Excerpt.
-------
Ntabo Ntaberi Sheka found guilty for war crimes committed between 2010-2014, including murder, mass rape, sexual slavery, and enlisting children under 15

Physicians for Human Rights (PHR) welcomes a Congolese military court’s conviction of Ntabo Ntaberi, whose Nduma Defense of Congo (NDC) militia was responsible for terrorizing communities in Eastern DRC for years.  

Sheka was sentenced to life imprisonment after being found guilty of war crimes, including murder, rape, sexual slavery, enlisting children under the age of 15, looting, and destruction of property. Among his many atrocities, Sheka and the NDC militia were responsible for systematically raping 387 women, girls, men, and boys across 13 villages in Walikale, eastern DRC over several days in 2010. 

Since 2011, PHR’s Program on Sexual Violence in Conflict Zones has strengthened the capacity of local doctors, nurses, police, lawyers, and judges in DRC to document forensic medical evidence of sexual violence, preserve it in a court-admissible form, and deploy it to prosecute perpetrators. To date, PHR and partners have trained hundreds of Congolese medical, legal, law enforcement, and justice professionals in the proper collection, storage, and transmission of this critical evidence.  

The following statement is attributable to Karen Naimer, PHR director of programs, who has led PHR’s Program on Sexual Violence in Conflict Zones: 

Sheka’s conviction is a milestone for accountability, contributing to the movement to end impunity for sexual violence in DRC and beyond. Sheka’s appalling crimes have caused devastation for countless Congolese, but this successful prosecution offers a modicum of justice for survivorsWe applaud the Congolese justice, legal, and medical professionals who have worked for years on this landmark case, and we recognize the tremendous bravery of the survivors and witnesses who testified.   

Moving forward, Congolese authorities must ensure that the reparations the court awarded to survivors – an essential precursor to accountability and healing – are actually provided by the defendants. Additionally, many of those who were also responsible for these crimes in DRC have yet to be tried – Congolese authorities should do everything in its power to bring other perpetrators to justice. However, we are concerned by the lack of opportunity for defendants to appeal their chargesand the Court process should respect due process rights for all. 

The NDC militia is still active in the region, and witnesses, survivors, and communities remain under threat. Congolese authorities and the international community must double down on efforts to protect civilians and hold perpetrators accountable.”
-------
[Dataset items]
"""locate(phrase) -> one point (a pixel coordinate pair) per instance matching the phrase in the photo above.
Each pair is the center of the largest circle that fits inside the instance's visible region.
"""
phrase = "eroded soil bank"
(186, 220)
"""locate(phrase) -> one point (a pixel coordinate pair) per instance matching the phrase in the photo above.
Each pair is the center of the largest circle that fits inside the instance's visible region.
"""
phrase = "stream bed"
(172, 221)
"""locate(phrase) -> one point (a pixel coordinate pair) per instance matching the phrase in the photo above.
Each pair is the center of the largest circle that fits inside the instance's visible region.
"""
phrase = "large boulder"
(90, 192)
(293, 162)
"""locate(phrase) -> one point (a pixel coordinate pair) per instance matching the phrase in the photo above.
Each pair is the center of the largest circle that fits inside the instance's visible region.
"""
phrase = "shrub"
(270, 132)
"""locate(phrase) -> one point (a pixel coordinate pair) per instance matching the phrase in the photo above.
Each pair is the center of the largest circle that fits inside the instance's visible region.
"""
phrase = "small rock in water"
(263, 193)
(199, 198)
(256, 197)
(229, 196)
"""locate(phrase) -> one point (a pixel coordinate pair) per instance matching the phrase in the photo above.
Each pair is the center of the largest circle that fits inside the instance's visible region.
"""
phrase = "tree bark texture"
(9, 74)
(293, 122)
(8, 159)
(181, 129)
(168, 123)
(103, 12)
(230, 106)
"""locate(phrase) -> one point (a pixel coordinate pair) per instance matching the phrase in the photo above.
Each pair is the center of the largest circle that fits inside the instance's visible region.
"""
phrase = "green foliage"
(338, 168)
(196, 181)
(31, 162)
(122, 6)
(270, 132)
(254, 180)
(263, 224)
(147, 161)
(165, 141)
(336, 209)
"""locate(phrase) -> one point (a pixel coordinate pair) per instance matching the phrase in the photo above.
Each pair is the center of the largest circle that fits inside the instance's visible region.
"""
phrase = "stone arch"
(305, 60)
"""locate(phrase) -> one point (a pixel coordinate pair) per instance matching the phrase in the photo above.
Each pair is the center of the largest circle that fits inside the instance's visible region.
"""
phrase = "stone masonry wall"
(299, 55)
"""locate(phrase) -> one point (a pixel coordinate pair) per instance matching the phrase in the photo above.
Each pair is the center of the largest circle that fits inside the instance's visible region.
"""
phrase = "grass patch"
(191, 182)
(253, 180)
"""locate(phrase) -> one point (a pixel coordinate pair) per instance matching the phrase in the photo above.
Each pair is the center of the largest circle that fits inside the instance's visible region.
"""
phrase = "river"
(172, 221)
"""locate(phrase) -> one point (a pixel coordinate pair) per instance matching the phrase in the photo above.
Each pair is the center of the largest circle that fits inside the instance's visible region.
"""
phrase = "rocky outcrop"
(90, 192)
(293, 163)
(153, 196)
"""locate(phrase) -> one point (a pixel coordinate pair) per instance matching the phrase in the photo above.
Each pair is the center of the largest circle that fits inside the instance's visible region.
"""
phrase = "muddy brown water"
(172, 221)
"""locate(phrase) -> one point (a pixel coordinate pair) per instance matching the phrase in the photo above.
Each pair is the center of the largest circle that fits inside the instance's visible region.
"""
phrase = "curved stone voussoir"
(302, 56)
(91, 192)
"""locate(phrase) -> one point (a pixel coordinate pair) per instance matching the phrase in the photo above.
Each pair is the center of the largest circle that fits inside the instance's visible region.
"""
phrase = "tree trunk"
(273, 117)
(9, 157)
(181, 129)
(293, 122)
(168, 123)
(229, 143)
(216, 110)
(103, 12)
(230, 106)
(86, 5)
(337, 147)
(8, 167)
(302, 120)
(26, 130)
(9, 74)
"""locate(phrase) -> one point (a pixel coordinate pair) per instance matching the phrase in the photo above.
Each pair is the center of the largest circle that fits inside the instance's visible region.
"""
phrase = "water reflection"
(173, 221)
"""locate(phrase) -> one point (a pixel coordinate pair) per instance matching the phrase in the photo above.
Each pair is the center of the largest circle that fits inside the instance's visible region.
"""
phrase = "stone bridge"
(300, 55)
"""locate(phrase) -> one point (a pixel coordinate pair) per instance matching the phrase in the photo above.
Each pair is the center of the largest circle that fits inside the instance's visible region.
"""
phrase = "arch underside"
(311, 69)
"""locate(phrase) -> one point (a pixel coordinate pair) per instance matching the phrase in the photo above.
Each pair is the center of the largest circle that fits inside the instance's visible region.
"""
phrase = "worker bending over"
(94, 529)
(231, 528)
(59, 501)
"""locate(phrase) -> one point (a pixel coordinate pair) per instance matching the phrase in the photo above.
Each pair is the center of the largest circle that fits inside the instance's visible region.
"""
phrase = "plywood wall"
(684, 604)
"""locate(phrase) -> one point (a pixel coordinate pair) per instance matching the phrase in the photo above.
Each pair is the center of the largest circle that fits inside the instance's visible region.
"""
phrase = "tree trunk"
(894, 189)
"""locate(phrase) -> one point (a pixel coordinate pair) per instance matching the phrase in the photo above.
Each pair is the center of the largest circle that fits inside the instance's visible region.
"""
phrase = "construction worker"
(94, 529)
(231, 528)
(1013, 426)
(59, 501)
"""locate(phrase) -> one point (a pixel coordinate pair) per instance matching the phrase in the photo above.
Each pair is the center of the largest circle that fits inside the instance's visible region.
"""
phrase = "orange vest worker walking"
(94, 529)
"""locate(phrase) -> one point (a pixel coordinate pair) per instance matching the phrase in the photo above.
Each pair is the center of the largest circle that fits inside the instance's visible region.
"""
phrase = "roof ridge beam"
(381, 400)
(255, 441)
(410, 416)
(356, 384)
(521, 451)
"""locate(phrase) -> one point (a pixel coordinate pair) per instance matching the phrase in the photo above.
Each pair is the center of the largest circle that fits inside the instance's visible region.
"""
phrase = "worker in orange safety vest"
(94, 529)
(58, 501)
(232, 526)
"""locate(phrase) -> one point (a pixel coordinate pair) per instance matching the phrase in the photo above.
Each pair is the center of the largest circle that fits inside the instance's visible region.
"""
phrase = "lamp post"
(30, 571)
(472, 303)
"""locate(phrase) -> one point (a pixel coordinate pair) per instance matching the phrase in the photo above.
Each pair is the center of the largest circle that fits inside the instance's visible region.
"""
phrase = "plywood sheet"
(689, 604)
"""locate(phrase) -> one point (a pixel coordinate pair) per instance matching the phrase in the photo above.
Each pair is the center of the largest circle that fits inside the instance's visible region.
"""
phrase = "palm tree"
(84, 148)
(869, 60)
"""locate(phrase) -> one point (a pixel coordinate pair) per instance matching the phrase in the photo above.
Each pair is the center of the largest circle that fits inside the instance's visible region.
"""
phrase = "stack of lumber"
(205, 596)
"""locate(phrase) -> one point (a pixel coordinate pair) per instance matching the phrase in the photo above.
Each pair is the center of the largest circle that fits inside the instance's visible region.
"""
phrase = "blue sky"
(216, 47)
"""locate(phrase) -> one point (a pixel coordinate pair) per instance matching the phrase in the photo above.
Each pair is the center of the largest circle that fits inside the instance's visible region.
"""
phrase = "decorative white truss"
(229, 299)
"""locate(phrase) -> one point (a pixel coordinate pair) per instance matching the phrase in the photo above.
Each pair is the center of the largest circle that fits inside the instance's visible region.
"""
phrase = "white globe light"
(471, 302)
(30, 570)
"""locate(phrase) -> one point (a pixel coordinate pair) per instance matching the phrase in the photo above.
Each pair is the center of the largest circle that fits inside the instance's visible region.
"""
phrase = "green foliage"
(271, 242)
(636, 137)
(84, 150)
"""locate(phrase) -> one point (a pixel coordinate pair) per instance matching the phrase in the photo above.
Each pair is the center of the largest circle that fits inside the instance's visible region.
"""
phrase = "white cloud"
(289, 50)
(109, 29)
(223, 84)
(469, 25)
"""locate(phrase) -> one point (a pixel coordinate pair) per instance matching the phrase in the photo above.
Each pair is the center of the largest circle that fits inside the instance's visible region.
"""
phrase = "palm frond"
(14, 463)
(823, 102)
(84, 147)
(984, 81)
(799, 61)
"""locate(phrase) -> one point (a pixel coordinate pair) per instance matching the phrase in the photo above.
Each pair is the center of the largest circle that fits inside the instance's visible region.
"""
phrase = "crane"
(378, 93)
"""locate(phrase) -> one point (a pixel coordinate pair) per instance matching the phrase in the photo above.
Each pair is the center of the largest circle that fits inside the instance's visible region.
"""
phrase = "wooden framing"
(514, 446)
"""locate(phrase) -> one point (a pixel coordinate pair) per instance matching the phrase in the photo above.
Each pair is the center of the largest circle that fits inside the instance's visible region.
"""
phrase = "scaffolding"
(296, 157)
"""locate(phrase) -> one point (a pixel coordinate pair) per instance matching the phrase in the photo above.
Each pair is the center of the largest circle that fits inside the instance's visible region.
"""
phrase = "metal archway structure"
-------
Exercise instructions.
A: Answer these questions from the text on Sheka's conviction:
(i) What sentence did the military court give Sheka?
(ii) Across how many villages in Walikale did the 2010 rapes take place?
(iii) Since what year has PHR's Program on Sexual Violence in Conflict Zones worked in DRC?
B: Quote the text on Sheka's conviction between "Moving forward, Congolese authorities must" and "rights for all.", inclusive.
These items have no connection to the text above.

Answers to the tasks.
A:
(i) Life imprisonment
(ii) 13
(iii) 2011

B:
Moving forward, Congolese authorities must ensure that the reparations the court awarded to survivors – an essential precursor to accountability and healing – are actually provided by the defendants. Additionally, many of those who were also responsible for these crimes in DRC have yet to be tried – Congolese authorities should do everything in its power to bring other perpetrators to justice. However, we are concerned by the lack of opportunity for defendants to appeal their chargesand the Court process should respect due process rights for all.